(EXERCISE GOAL) Render the records below as a JSON array of strings, with one string per line and no blank lines.

====== DATA SHOWN ======

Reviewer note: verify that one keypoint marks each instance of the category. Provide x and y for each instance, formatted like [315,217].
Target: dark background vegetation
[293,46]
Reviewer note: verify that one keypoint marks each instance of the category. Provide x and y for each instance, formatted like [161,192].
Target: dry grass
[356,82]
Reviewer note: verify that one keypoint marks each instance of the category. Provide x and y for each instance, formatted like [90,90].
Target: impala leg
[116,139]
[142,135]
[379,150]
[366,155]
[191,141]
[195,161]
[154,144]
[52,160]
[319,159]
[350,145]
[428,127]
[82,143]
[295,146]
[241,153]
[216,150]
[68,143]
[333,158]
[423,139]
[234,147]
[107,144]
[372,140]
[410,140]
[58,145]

======

(WRITTEN SOLUTION)
[
  "Reviewer note: verify that one keypoint marks each instance of the category. Provide x and y for each instance, formatted like [315,217].",
  "Target: dark background vegetation",
  "[293,46]",
  "Reviewer note: verify that one keypoint marks each instance of the category. Provide x and y for each instance, formatted like [161,192].",
  "Target: dry grass",
  "[356,82]",
  "Reviewer note: verify that one keypoint marks each instance of the category. Provide x and y for each instance, formatted like [90,90].",
  "Target: impala leg",
  "[116,139]",
  "[142,135]",
  "[379,150]",
  "[366,155]",
  "[191,141]",
  "[195,161]",
  "[154,144]",
  "[52,160]",
  "[319,159]",
  "[350,145]",
  "[428,127]",
  "[82,143]",
  "[295,146]",
  "[241,153]",
  "[216,150]",
  "[68,143]",
  "[333,158]",
  "[423,139]",
  "[234,147]",
  "[107,144]",
  "[372,140]",
  "[410,140]",
  "[58,145]"
]